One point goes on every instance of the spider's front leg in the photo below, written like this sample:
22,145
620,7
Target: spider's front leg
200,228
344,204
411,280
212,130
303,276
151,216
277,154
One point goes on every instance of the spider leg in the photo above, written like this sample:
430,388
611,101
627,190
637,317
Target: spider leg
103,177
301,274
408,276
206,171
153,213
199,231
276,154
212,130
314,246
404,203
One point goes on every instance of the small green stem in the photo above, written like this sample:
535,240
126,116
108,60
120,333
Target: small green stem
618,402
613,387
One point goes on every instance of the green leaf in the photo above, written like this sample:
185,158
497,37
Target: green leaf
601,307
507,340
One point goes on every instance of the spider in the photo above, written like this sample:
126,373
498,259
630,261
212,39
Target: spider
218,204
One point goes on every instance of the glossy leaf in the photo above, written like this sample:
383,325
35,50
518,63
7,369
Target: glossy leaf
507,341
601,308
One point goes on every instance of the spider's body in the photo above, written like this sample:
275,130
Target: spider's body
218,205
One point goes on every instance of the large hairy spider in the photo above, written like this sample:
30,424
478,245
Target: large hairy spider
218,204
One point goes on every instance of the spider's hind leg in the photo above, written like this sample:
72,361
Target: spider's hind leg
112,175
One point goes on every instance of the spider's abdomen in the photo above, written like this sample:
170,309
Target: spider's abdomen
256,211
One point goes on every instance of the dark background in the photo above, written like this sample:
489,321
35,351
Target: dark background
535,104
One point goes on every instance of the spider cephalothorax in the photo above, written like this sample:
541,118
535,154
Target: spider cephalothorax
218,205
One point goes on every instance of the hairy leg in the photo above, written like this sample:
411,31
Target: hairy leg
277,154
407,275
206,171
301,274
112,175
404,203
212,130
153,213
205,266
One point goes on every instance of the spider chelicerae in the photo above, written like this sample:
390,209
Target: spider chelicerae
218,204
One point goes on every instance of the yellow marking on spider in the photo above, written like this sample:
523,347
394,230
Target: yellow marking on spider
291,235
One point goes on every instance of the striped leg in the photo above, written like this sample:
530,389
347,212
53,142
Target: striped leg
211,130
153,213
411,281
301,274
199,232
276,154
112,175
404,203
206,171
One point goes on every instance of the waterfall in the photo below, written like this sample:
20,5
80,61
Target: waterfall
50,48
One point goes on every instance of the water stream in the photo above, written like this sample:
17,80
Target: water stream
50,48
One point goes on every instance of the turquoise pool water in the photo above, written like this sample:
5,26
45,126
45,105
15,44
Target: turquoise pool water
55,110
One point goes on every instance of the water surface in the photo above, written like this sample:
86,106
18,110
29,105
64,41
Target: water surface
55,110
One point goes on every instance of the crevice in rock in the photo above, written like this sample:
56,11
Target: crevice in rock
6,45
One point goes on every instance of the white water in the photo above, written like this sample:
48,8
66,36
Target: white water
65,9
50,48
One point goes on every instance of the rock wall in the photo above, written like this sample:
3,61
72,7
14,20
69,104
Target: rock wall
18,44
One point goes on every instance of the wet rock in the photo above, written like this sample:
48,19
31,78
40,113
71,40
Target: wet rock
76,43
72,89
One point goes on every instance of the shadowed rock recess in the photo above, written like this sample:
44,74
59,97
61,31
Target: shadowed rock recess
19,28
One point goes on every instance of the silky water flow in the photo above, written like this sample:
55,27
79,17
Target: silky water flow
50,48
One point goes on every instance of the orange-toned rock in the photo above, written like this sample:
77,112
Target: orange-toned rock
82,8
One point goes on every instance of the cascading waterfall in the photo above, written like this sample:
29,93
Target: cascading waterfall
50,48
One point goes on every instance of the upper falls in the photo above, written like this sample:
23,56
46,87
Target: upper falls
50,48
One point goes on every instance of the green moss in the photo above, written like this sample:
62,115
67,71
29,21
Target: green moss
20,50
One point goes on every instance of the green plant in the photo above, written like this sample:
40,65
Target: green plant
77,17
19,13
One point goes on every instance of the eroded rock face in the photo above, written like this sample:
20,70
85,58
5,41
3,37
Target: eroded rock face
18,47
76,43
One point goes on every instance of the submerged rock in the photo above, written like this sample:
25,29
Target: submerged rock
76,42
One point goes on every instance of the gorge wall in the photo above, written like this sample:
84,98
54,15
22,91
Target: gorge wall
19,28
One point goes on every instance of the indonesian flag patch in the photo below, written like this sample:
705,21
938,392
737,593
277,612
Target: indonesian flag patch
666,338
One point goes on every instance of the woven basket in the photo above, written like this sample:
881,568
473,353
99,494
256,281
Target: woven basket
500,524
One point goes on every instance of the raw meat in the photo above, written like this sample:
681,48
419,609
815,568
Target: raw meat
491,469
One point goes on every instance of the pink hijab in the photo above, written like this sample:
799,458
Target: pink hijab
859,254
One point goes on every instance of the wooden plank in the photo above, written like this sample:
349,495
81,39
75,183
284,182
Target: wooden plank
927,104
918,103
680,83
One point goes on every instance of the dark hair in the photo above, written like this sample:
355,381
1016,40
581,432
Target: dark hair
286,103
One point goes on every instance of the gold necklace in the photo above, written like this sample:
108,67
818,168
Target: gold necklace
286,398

● ● ● ● ● ● ●

### Short task:
From the listing above, extract every line exactly as it stands.

### Reply:
One point goes on every instance of the spider's front leg in the photo below, written like this sample:
22,145
620,7
Target: spider's front leg
200,228
344,204
411,280
212,130
303,276
151,216
277,154
One point goes on every instance of the spider leg in the photo above, written like this sample:
430,388
611,101
627,190
637,317
Target: spider leg
103,177
301,274
408,276
206,171
153,213
199,231
276,154
212,130
314,246
404,203
One point goes on every instance of the small green stem in the photo above, written like this sample:
535,240
126,116
108,60
120,333
Target: small green stem
618,402
613,387
One point goes on every instance of the green leaf in the photo above, written like this sample:
185,158
497,37
Target: green leaf
601,307
507,340
One point goes on every instance of the spider in the photo above, written like this sample:
126,373
498,259
630,261
212,39
Target: spider
218,204
One point goes on every instance of the glossy leaf in the photo above, written like this sample:
383,325
35,50
518,63
7,369
Target: glossy leaf
507,341
601,308
One point goes on every instance of the spider's body in the photo above, written like this sample:
275,130
Target: spider's body
218,205
One point goes on every instance of the large hairy spider in the photo above, written like this sample:
30,424
478,245
Target: large hairy spider
218,204
One point goes on every instance of the spider's hind leg in the photo above, written like this sample:
72,361
Target: spider's hind leg
112,175
One point goes on every instance of the spider's abdomen in the photo above, written like this sample:
170,309
Target: spider's abdomen
256,211
One point goes on every instance of the dark background in the photo above, written like this sample:
489,321
35,351
Target: dark background
535,104
One point goes on every instance of the spider cephalothorax in the photo above, written like this sample:
541,118
535,154
Target: spider cephalothorax
218,205
One point goes on every instance of the hairy leg in the photo above, written like this sample:
411,31
Target: hairy leg
277,154
407,275
206,171
301,274
112,175
404,203
212,130
153,213
205,266
One point goes on every instance of the spider chelicerae in the photo above, written like this sample:
390,209
Target: spider chelicerae
218,204
One point goes on every instance of the yellow marking on spider in the photo above, written like this sample:
523,347
394,230
Target: yellow marking on spider
291,235
One point goes on every instance of the striped leg in the photo above, written like this sample:
530,389
347,212
53,142
Target: striped leg
211,130
153,213
411,281
301,274
199,232
276,154
112,175
404,203
206,171
One point goes on every instance of the waterfall in the photo below, written like this sample:
20,5
80,61
Target: waterfall
50,48
One point goes on every instance of the water stream in the photo above, written like this sample:
17,80
Target: water stream
50,48
One point goes on every instance of the turquoise pool water in the photo above, written like this sample:
5,26
45,126
45,105
15,44
Target: turquoise pool water
55,110
One point goes on every instance of the water surface in the photo above, written like this sample:
86,106
18,110
29,105
64,41
Target: water surface
55,110
One point goes on every instance of the crevice in rock in the photo above, written like this sample:
56,11
Target: crevice in rock
6,45
One point goes on every instance of the white water in the photo above, written like this sample:
48,8
66,36
Target: white water
65,9
50,48
One point goes on every instance of the rock wall in the photo above, written like this sample:
3,61
72,7
14,20
69,104
Target: rock wall
18,44
One point goes on every instance of the wet rock in the photo above, written like this sample:
48,19
31,78
40,113
71,40
Target: wet rock
76,43
72,89
One point goes on every instance of the shadowed rock recess in the photo above, written like this sample:
44,74
59,97
61,31
Target: shadowed rock recess
19,28
One point goes on every instance of the silky water flow in the photo above, written like this sample:
55,27
79,17
Target: silky water flow
50,48
One point goes on every instance of the orange-toned rock in the photo above, written like this sample:
77,112
Target: orange-toned rock
82,8
One point goes on every instance of the cascading waterfall in the photo above, written like this sample:
29,93
Target: cascading waterfall
50,48
One point goes on every instance of the upper falls in the photo above, written like this sample:
23,56
46,87
Target: upper falls
50,48
One point goes on every instance of the green moss in the photo above, written like this sample:
62,115
67,71
29,21
Target: green moss
20,50
One point goes on every instance of the green plant in the photo above, written like this sample:
40,65
Target: green plant
77,17
19,13
One point goes on every instance of the eroded rock face in the photo above, written like this sample:
20,70
85,58
5,41
3,37
Target: eroded rock face
18,47
76,43
One point goes on every instance of the submerged rock in the photo above, written like this sample:
25,29
Target: submerged rock
76,42
One point goes on every instance of the gorge wall in the photo above, written like this sample:
84,98
54,15
22,91
Target: gorge wall
19,28
One point goes on every instance of the indonesian flag patch in the photo below, written like this sample:
705,21
938,392
737,593
277,612
Target: indonesian flag patch
666,338
One point goes on every instance of the woven basket in the photo above, written like this sample:
881,568
473,353
99,494
256,281
Target: woven basket
500,524
One point goes on every instance of the raw meat in the photo above, written like this sample:
681,48
419,609
815,568
Target: raw meat
491,469
One point goes on every instance of the pink hijab in the photo above, written like this sample:
799,458
Target: pink hijab
859,254
One point goes on every instance of the wooden plank in the photo above, written like this sample:
349,495
81,39
75,183
284,182
Target: wooden plank
927,104
918,103
680,83
One point goes on every instance of the dark hair in the photo above, written like this sample:
355,381
1016,40
581,432
Target: dark hair
286,103
One point goes on every instance of the gold necklace in the photo above, written like this sample:
108,67
818,168
Target: gold necklace
286,398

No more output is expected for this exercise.